• _SHORT TASK_:
Convert the entries below into a two-column CSV with a header row naming the columns "instruction" and "points", giving one row per entry with its text under the first and its answer under the second. Put each field in double quotes and replace any line breaks inside a field with spaces.

###

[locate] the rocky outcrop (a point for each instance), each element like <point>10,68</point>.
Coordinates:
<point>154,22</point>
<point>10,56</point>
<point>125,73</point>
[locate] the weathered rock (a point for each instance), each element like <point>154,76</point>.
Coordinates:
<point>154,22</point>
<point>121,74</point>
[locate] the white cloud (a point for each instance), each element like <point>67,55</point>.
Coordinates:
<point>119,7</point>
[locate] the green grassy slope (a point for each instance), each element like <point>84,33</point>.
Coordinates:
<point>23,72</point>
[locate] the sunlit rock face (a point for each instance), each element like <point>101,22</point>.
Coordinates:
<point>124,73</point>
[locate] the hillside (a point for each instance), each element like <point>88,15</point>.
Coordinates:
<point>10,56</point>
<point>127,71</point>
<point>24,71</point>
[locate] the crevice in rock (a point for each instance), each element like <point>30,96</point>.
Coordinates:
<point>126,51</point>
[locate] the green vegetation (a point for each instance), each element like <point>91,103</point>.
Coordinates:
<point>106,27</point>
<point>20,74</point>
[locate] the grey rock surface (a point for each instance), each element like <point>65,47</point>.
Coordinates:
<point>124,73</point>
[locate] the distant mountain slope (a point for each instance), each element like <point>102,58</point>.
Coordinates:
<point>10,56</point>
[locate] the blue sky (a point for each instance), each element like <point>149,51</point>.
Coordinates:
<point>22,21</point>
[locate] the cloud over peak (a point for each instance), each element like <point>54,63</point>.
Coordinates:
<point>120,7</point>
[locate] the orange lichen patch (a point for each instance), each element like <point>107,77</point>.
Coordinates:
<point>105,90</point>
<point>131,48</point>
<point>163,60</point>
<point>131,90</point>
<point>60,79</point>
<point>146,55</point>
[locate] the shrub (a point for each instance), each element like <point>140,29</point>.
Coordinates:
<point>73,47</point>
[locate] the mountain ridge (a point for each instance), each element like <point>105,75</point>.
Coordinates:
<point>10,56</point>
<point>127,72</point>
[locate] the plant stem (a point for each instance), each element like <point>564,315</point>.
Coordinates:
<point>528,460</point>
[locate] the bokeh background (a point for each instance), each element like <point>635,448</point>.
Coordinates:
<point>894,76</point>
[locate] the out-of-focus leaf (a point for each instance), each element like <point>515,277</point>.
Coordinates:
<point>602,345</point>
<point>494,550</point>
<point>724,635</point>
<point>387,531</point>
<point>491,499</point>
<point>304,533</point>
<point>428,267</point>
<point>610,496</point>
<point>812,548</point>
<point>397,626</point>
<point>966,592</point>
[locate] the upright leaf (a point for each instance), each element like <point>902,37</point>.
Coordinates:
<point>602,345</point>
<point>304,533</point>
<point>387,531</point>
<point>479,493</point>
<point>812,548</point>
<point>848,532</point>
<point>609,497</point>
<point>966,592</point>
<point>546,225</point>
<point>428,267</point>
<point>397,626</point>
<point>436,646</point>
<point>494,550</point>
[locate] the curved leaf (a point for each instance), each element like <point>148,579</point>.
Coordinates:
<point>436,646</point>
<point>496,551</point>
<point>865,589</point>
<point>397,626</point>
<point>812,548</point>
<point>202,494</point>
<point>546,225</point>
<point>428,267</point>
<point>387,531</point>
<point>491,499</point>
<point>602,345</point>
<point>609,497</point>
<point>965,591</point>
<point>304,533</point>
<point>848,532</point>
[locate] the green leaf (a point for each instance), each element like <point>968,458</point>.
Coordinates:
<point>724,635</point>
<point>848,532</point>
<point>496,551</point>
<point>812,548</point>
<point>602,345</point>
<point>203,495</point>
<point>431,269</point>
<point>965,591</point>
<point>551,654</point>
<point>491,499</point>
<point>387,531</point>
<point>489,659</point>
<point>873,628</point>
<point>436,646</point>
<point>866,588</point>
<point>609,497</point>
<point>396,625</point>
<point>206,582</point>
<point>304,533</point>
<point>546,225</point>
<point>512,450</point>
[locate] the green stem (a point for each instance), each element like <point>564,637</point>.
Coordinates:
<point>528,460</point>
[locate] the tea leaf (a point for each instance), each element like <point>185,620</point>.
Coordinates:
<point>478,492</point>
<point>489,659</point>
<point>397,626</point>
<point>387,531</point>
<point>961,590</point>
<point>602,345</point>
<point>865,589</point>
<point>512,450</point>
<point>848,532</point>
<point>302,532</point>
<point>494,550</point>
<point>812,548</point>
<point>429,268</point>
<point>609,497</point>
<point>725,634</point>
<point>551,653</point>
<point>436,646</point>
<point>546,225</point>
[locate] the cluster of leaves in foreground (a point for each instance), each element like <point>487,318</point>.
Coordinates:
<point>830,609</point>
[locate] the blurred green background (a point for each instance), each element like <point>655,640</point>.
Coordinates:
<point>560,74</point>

###

• _PROBLEM SOLUTION_:
instruction,points
"[locate] the rocky outcrop (a point for each instance), each element like <point>10,68</point>. Coordinates:","<point>154,22</point> <point>10,56</point> <point>125,73</point>"
"[locate] the weathered rock (a point for each instance), each element like <point>154,76</point>. Coordinates:","<point>154,22</point> <point>121,74</point>"
"[locate] the white cloud (a point for each instance), each element like <point>67,55</point>. Coordinates:","<point>119,7</point>"
"[locate] the green grassy slope (a point for each instance), each element like <point>84,33</point>. Coordinates:","<point>23,72</point>"
"[locate] the sunlit rock face (a point for each instance), each element like <point>101,22</point>. Coordinates:","<point>124,73</point>"
"[locate] the hillside (a point for each instance), each element like <point>88,15</point>. Coordinates:","<point>10,56</point> <point>127,71</point> <point>24,71</point>"
"[locate] the crevice in rock (a point for each instance), each element like <point>30,96</point>. Coordinates:","<point>126,51</point>"
"[locate] the green vegetation (a point for each instance), each element like <point>91,103</point>. Coordinates:","<point>106,27</point> <point>20,74</point>"
"[locate] the grey rock surface (a point for each instance), each element like <point>65,47</point>. Coordinates:","<point>124,73</point>"
"[locate] the distant mountain slope (a point for each instance), each element like <point>102,58</point>. Coordinates:","<point>10,56</point>"
"[locate] the blue sky (a point for each instance), each element like <point>149,51</point>. Coordinates:","<point>22,21</point>"
"[locate] the cloud over peak (a point for each instance), each element like <point>54,63</point>. Coordinates:","<point>120,7</point>"
"[locate] the orange lichen patch (a point for each instance), each element like <point>107,77</point>. Coordinates:","<point>105,90</point> <point>131,48</point> <point>163,60</point> <point>131,90</point> <point>60,79</point> <point>146,55</point>"
"[locate] the shrub (a point for each instance), each element like <point>140,29</point>. Coordinates:","<point>73,47</point>"
"[locate] the mountain ridge (a point for each instance), each element like <point>105,75</point>. Coordinates:","<point>10,56</point> <point>127,72</point>"
"[locate] the plant stem (a point for each instance), each element like <point>564,315</point>. Coordinates:","<point>528,460</point>"
"[locate] the bokeh background (a point for each instance), each element like <point>635,448</point>. Coordinates:","<point>894,76</point>"
"[locate] the out-of-focus leaf (a point for each instance), each element like <point>515,277</point>. Coordinates:","<point>602,345</point> <point>494,550</point> <point>724,635</point> <point>387,531</point> <point>491,499</point> <point>304,533</point> <point>428,267</point> <point>610,496</point> <point>812,548</point> <point>397,626</point> <point>966,592</point>"
"[locate] the upright leaf (a point for each instance), each element like <point>902,37</point>. Coordinates:","<point>602,345</point> <point>304,533</point> <point>387,531</point> <point>479,493</point> <point>812,548</point> <point>848,532</point> <point>609,497</point> <point>966,592</point> <point>546,225</point> <point>428,267</point> <point>397,626</point> <point>436,646</point> <point>494,550</point>"
"[locate] the curved leaf (a point for each instance), each element like <point>148,579</point>. Coordinates:","<point>436,646</point> <point>496,551</point> <point>865,589</point> <point>397,626</point> <point>812,548</point> <point>202,494</point> <point>546,225</point> <point>428,267</point> <point>387,531</point> <point>491,499</point> <point>602,345</point> <point>609,497</point> <point>965,591</point> <point>304,533</point> <point>848,532</point>"
"[locate] the green leaf (a point for each instance), each element like <point>968,458</point>. Coordinates:","<point>724,635</point> <point>848,532</point> <point>496,551</point> <point>812,548</point> <point>602,345</point> <point>203,495</point> <point>431,269</point> <point>965,591</point> <point>551,654</point> <point>491,499</point> <point>387,531</point> <point>489,659</point> <point>873,628</point> <point>436,646</point> <point>866,588</point> <point>609,497</point> <point>396,625</point> <point>206,582</point> <point>304,533</point> <point>546,225</point> <point>512,450</point>"
"[locate] the green stem (a point for each instance), each element like <point>564,637</point>. Coordinates:","<point>528,460</point>"
"[locate] the tea leaf (a point for each instance), each element like <point>185,620</point>. Coordinates:","<point>478,492</point> <point>489,659</point> <point>397,626</point> <point>387,531</point> <point>961,590</point> <point>602,345</point> <point>865,589</point> <point>512,450</point> <point>848,532</point> <point>302,532</point> <point>494,550</point> <point>812,548</point> <point>429,268</point> <point>609,497</point> <point>725,634</point> <point>551,653</point> <point>436,646</point> <point>546,225</point>"
"[locate] the cluster of leaves in foreground (a point for each instance), each element like <point>487,318</point>. Coordinates:","<point>830,609</point>"
"[locate] the blurred green background (a point for each instance), each element like <point>655,640</point>. Coordinates:","<point>560,74</point>"